Excerpts of pointing data
** Start **
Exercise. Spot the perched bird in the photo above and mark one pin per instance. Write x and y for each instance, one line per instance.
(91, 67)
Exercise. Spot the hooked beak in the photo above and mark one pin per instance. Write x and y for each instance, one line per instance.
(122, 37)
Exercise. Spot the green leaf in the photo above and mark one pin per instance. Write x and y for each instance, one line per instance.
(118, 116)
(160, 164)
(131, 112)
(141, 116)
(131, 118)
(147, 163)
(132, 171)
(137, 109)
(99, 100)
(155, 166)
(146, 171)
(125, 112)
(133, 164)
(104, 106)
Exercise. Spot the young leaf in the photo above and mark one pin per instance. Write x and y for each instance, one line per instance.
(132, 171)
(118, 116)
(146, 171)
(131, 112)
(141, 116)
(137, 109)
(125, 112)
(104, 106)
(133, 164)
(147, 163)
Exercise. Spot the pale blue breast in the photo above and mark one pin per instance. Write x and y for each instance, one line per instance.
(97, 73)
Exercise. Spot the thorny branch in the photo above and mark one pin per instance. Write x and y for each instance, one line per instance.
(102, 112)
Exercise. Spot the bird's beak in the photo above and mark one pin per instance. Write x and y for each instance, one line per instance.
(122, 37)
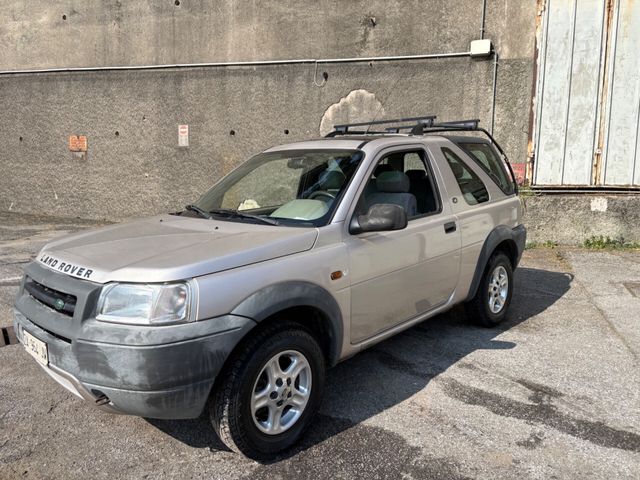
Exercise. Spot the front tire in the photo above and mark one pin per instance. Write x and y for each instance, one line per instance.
(489, 306)
(270, 392)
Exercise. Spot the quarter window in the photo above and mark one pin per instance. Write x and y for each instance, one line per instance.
(472, 188)
(485, 156)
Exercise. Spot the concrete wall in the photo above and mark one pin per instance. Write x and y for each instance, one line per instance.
(134, 166)
(571, 219)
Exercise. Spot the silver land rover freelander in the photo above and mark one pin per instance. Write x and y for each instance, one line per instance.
(303, 256)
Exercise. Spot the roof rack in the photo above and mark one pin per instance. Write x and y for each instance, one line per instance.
(344, 128)
(422, 126)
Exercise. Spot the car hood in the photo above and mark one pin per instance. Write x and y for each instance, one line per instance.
(169, 247)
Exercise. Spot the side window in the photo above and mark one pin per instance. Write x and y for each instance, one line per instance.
(402, 178)
(472, 188)
(485, 156)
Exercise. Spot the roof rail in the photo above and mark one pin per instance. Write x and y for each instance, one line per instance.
(343, 129)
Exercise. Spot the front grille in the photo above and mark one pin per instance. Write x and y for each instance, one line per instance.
(59, 301)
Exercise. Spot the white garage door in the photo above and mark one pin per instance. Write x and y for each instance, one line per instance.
(588, 94)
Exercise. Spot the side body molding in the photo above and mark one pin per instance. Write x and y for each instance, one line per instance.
(498, 235)
(280, 296)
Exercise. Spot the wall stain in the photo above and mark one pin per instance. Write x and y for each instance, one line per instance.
(532, 442)
(544, 413)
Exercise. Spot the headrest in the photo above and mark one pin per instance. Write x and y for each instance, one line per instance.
(393, 182)
(332, 179)
(416, 174)
(458, 171)
(383, 167)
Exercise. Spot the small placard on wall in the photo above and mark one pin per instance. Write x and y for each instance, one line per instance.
(78, 143)
(183, 135)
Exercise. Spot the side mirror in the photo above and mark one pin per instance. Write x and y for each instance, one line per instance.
(381, 217)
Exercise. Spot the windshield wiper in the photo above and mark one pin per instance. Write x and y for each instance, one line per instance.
(199, 211)
(236, 214)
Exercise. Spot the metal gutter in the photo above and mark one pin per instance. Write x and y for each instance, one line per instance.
(302, 61)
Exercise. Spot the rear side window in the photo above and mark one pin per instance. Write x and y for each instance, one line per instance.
(472, 188)
(486, 157)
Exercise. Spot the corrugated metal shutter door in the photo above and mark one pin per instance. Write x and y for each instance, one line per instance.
(568, 93)
(584, 41)
(620, 162)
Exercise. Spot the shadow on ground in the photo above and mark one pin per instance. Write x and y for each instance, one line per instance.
(377, 379)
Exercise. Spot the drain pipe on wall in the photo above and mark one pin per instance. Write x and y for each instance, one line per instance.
(484, 16)
(175, 66)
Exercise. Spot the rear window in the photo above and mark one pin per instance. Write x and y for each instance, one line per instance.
(491, 163)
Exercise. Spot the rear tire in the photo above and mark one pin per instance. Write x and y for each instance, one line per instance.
(270, 391)
(489, 306)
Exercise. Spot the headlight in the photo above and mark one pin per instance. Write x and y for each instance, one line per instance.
(140, 304)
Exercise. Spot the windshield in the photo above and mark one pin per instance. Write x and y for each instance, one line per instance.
(293, 187)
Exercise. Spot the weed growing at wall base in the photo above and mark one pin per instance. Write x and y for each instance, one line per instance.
(600, 242)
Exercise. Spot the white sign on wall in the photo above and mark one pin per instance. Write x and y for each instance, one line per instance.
(183, 135)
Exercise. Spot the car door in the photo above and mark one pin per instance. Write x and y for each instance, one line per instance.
(398, 275)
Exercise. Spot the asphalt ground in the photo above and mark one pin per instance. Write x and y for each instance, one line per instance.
(552, 393)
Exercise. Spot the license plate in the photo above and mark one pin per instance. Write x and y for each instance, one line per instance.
(36, 348)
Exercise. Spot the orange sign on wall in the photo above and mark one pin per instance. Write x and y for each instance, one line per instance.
(78, 143)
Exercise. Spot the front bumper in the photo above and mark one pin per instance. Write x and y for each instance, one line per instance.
(155, 372)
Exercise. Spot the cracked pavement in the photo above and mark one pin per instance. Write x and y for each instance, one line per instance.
(552, 393)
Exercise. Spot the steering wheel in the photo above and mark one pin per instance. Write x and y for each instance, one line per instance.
(322, 193)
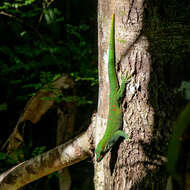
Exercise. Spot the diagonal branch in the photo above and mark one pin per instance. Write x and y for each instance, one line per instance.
(60, 157)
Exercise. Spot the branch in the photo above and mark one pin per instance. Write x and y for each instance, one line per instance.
(60, 157)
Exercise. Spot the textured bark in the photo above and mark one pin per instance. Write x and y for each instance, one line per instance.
(65, 128)
(139, 163)
(60, 157)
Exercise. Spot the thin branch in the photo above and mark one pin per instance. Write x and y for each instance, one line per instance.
(60, 157)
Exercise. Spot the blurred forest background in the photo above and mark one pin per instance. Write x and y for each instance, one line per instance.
(42, 39)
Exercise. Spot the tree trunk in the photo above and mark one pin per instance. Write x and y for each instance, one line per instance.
(138, 163)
** End **
TASK TO CARRY OUT:
Reproduce the data word for word, excluding its pictures.

WORKED SOLUTION:
Exercise. Spot the perched bird in the photo above and mark one pin per instance. Write x and y for each instance, one line per instance.
(91, 67)
Exercise. Spot the hooked beak in the photo above and mark one pin per instance. Write x and y for each instance, one line per instance.
(122, 37)
Exercise. Spot the green leaf in the photo above and mark one pin per instance. Write x and y for each instance, one line per instance.
(118, 116)
(160, 164)
(131, 112)
(141, 116)
(131, 118)
(147, 163)
(132, 171)
(137, 109)
(99, 100)
(155, 166)
(146, 171)
(125, 112)
(133, 164)
(104, 106)
Exercise. Spot the young leaf in the photo above and mark one pin per instance. Write x and y for each instance, one line per instance.
(132, 171)
(118, 116)
(146, 171)
(131, 112)
(141, 116)
(137, 109)
(125, 112)
(104, 106)
(133, 164)
(147, 163)
Exercise. Spot the pale blue breast in the photo above and mark one pin per instance. Write x and y for each instance, one line per instance.
(97, 73)
Exercise. Spot the thorny branch in the photo above and mark one pin per instance. Write x and y for each instance, one line per instance.
(102, 112)
Exercise. Spot the bird's beak in the photo above and mark one pin per instance. Write x and y for each instance, one line per instance.
(122, 37)
Exercise. Spot the front tire in the photo above and mark one pin per instance. Write x and y for each instance, one line per instance.
(489, 306)
(270, 392)
Exercise. Spot the quarter window in the photo above and mark one pin per instance. Write x and y for each instance, one line per instance.
(472, 188)
(485, 156)
Exercise. Spot the concrete wall in the photo above and mark one pin per instance. Write x and y for each instance, one line per instance.
(134, 166)
(571, 219)
Exercise. Spot the silver land rover freelander in the photo above and mark one pin per instance. Write x and y for each instance, one line per instance.
(303, 256)
Exercise. Spot the roof rack in the photo above and mark one pin per instance. Write x and y for each instance, one line per instance.
(344, 128)
(422, 126)
Exercise. Spot the car hood in the photo above and mark one pin per instance. Write x and y for each instance, one line per instance.
(169, 247)
Exercise. Spot the side window in the photo above and mark one pin per instance. Write x and y for each instance, one line per instance.
(402, 178)
(472, 188)
(485, 156)
Exercise. Spot the roof rail in the photo above and mark one pin per instance. Write x and y for each instance, one line per instance.
(343, 129)
Exercise. Spot the front grille in the photo above and mark one pin per instance. Write x and y for each instance, one line per instance.
(59, 301)
Exercise. Spot the white garage door in the photo above and mark one pin per instance. Write x and y for each instance, one line per instance.
(588, 94)
Exercise. Spot the side body molding in the photo above and mark one pin per instance. Write x and y for each instance, one line per instance.
(498, 235)
(280, 296)
Exercise. Spot the wall stain in the photo above and mark one pin per instance. Write x and y for each instance, one line per instance.
(532, 442)
(544, 413)
Exercise. Spot the headrest in the photo above and mark one pin per instance. Write x and y for each instance, one line per instance.
(393, 182)
(332, 179)
(416, 174)
(458, 171)
(383, 167)
Exercise. Spot the small placard on wall in the photo above and mark one pin per instance. Write x and y for each instance, one line per instance.
(78, 143)
(183, 135)
Exercise. Spot the side mirror in the photo above and mark one pin per instance. Write x and y for each instance, one line per instance.
(381, 217)
Exercise. Spot the windshield wiper in the photo above and mark one pin per instance. Write x and y for each instance, one line per instance.
(199, 211)
(236, 214)
Exercise. Spot the metal gutter in the photo above and mark one pin per instance. Write x and y for each instance, one line per instance.
(302, 61)
Exercise. Spot the rear side window in the photo above and mark one pin per instance. Write x and y for each instance, one line per instance.
(472, 188)
(486, 157)
Exercise. Spot the corrugated metal shutter door in the photo above and mark one pin per instance. Write x and y for each instance, one line per instance.
(568, 93)
(584, 41)
(620, 162)
Exercise. Spot the shadow on ground in the photo above and mark one pin per instance. Write x and y for each instance, one line per instance.
(377, 379)
Exercise. Spot the drain pipe on wall in the photo above and mark one pin per instance. Write x and y for each instance, one line per instance.
(484, 16)
(175, 66)
Exercise. Spot the rear window in the photo above and mark one pin per instance. Write x and y for each instance, one line per instance.
(491, 163)
Exercise. Spot the rear tire in the photo above and mark one pin per instance. Write x and y for each instance, one line per instance.
(270, 391)
(489, 306)
Exercise. Spot the headlight in the photo above and mark one pin per instance. Write x and y for each instance, one line per instance.
(140, 304)
Exercise. Spot the windshield in the photo above and mark one pin per instance. Write x and y for each instance, one line per instance.
(293, 187)
Exercise. Spot the weed growing at wall base in the photo above and mark one pin per instance. Write x and y for each instance, one line per instance.
(600, 242)
Exercise. Spot the white sign on wall in the photo above and mark one pin per instance. Write x and y for each instance, one line per instance.
(183, 135)
Exercise. Spot the car door in the photo above and mark one pin per instance. Write x and y for each instance, one line per instance.
(398, 275)
Exercise. Spot the asphalt ground in the photo above and mark one pin per instance. Write x and y for each instance, one line per instance.
(552, 393)
Exercise. Spot the license plate in the photo above and mark one pin per instance. Write x and y for each instance, one line per instance.
(36, 348)
Exercise. Spot the orange sign on wall in the photo above and mark one pin per instance. Write x and y for each instance, one line per instance.
(78, 143)
Exercise. Spot the front bumper in the photo above and mark one pin per instance. Write x and y for each instance, one line per instance.
(155, 372)
Exercise. Spot the cracked pavement in the photo above and mark one pin per instance. Write x and y for each instance, one line per instance.
(552, 393)
Exercise. Spot the steering wheel in the photo above and mark one pin per instance. Write x and y for each instance, one line per instance.
(322, 193)
Exercise. Spot the diagonal branch in the photo above and mark one pin per instance. Write x and y for each instance, one line per instance.
(60, 157)
Exercise. Spot the branch in the photo above and mark one pin per instance. Write x and y for each instance, one line per instance.
(60, 157)
Exercise. Spot the textured bark in the photo above and mark one pin per instance. Write x and y for each instance, one line per instance.
(65, 128)
(139, 163)
(60, 157)
Exercise. Spot the thin branch in the photo above and mark one pin per instance. Write x and y for each instance, one line per instance.
(60, 157)
Exercise. Spot the blurred forest background in the photo above and mark one pin per instance. Write x and y for each instance, one line per instance.
(42, 39)
Exercise. Spot the tree trunk in the photo above and mark one pin per instance. Write x and y for each instance, one line per instance.
(138, 163)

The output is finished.